> Directions for this task:
Could you update the material from the line with "TARGET: stack of books" up to and including the line with "(528, 1044)", swapping "skyscraper" for "high-rise tower" and keeping everything else the same? Leave the pictures out of your answer.

## BEGIN Data supplied

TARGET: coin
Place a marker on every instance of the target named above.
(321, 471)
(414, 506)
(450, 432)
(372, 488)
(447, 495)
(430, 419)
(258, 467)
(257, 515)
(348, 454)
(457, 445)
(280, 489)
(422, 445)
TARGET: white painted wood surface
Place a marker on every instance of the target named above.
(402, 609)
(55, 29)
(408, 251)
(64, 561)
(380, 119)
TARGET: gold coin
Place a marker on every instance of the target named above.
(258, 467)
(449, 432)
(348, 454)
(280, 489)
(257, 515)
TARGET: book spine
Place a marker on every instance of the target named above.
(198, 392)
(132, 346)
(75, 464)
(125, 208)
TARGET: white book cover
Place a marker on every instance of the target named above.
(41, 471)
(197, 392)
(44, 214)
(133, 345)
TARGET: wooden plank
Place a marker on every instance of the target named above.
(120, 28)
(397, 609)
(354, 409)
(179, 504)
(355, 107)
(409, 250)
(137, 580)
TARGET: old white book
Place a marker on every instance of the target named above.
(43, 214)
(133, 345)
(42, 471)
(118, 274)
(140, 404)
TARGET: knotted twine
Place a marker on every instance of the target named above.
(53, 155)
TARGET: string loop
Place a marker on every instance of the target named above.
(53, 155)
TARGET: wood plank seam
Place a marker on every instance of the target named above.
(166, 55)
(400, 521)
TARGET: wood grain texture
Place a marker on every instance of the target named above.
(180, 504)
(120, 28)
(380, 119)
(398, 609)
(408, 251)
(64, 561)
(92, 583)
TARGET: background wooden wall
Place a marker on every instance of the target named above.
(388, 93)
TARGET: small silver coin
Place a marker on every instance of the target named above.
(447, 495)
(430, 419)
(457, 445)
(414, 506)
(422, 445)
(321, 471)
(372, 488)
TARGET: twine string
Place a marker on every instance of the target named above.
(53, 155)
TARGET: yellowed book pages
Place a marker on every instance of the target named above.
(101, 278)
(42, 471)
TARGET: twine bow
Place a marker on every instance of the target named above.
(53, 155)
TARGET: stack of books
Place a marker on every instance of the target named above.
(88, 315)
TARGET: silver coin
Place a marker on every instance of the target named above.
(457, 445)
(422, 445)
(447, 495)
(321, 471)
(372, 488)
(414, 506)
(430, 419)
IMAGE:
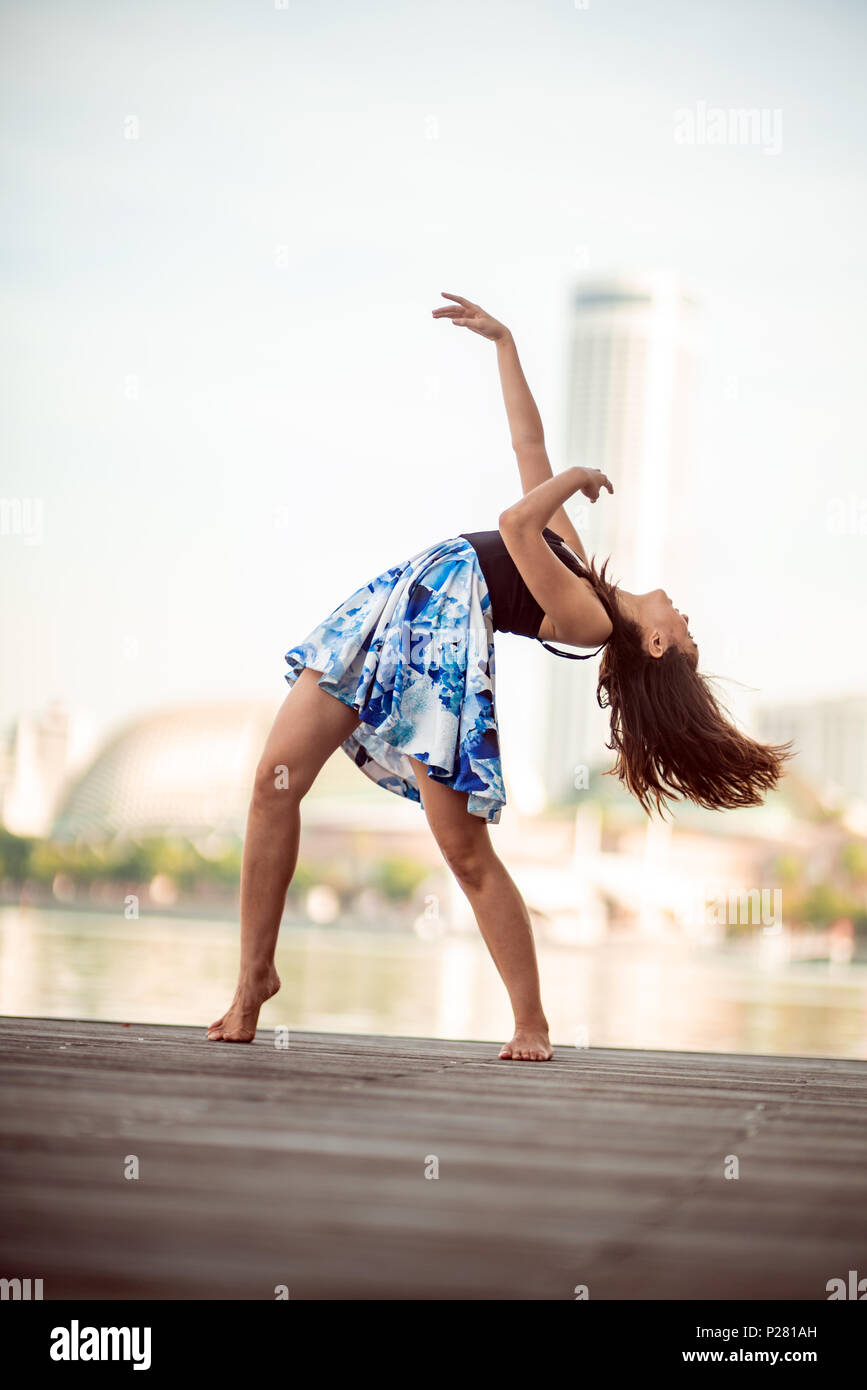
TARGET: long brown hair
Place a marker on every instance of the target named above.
(673, 738)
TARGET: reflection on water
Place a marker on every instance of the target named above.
(338, 979)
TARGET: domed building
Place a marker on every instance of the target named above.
(189, 772)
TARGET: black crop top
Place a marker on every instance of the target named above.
(513, 608)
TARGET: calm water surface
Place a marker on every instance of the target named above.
(57, 963)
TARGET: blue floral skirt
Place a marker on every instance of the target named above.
(413, 653)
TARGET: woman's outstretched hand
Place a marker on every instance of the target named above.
(593, 484)
(466, 314)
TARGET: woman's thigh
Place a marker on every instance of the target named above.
(463, 838)
(310, 724)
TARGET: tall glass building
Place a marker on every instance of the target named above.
(631, 385)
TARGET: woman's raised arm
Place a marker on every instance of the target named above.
(524, 419)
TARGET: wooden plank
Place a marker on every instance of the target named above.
(304, 1166)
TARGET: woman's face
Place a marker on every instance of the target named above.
(666, 626)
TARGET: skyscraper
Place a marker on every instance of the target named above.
(631, 385)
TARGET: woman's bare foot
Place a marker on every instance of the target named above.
(238, 1023)
(528, 1044)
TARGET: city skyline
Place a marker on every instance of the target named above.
(228, 405)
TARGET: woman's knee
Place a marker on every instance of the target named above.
(471, 862)
(278, 784)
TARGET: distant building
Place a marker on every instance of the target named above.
(38, 756)
(830, 742)
(189, 772)
(631, 387)
(186, 770)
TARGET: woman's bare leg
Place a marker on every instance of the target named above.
(499, 909)
(307, 729)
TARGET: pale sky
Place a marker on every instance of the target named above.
(260, 266)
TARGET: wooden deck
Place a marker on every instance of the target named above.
(306, 1166)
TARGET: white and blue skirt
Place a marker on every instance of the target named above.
(411, 652)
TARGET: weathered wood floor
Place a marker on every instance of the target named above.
(306, 1166)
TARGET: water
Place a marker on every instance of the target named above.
(163, 969)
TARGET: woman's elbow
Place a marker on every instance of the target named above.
(512, 519)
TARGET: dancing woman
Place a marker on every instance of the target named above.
(402, 677)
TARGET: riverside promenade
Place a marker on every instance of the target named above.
(310, 1166)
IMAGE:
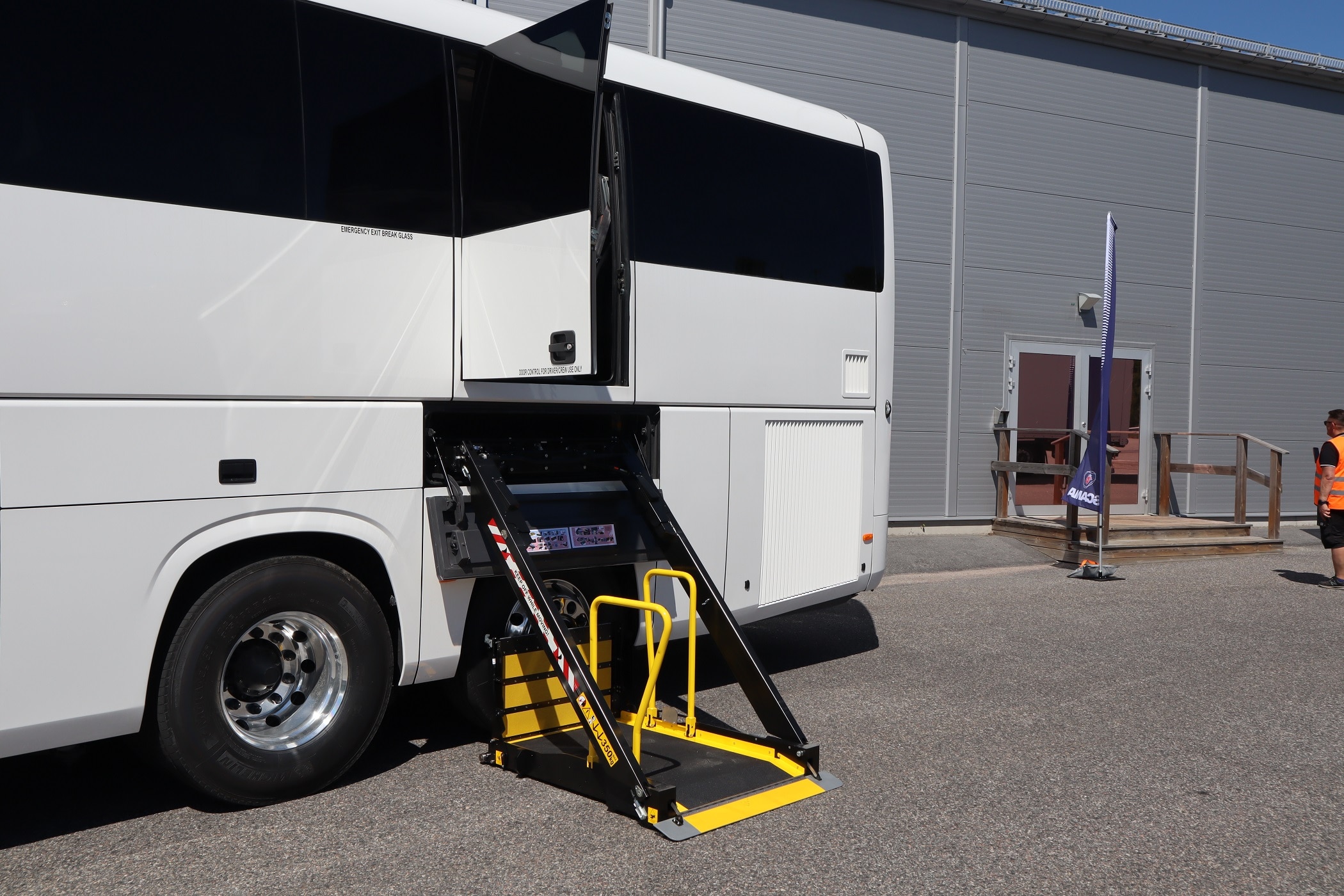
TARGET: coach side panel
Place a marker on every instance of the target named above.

## END Data supplied

> Solution:
TARGET: stack of books
Place a marker on every instance of the target named above.
(88, 315)
TARGET: silver coin
Place a marker on every instance of the target named above.
(457, 445)
(422, 445)
(447, 495)
(321, 471)
(372, 488)
(414, 506)
(430, 419)
IMAGE:
TARGET: long brown hair
Place a marker on every instance of the target named above.
(673, 738)
TARGET: reflection on water
Place a marker on every instance of the target named above.
(338, 979)
TARGET: domed building
Place a marker on every instance of the target named above.
(189, 772)
TARGET: black crop top
Place a marker on every instance of the target named above.
(513, 608)
TARGET: calm water surface
Place a marker on every instance of the target named above.
(57, 963)
TARGET: blue floral skirt
Place a marker on every instance of the target named above.
(413, 653)
TARGET: woman's outstretched hand
Place a marker on every instance of the target named above.
(593, 484)
(466, 314)
TARGET: woman's thigh
Place a marker on every instance of the target named above.
(463, 838)
(310, 724)
TARGET: tall glass building
Place a marker on every instance of the target named above.
(631, 385)
TARGET: woman's raised arm
Place a marker on every instance of the target named above.
(524, 419)
TARGET: wooden plank
Place a marker on every instance of the target named above.
(304, 1166)
TARGET: woman's face
Place a marker on every instance of the target named above.
(666, 626)
TARGET: high-rise tower
Place a marker on every instance of the target named above.
(631, 385)
TARGET: woman's bare foot
Place a marker on every instance of the target named above.
(238, 1023)
(528, 1044)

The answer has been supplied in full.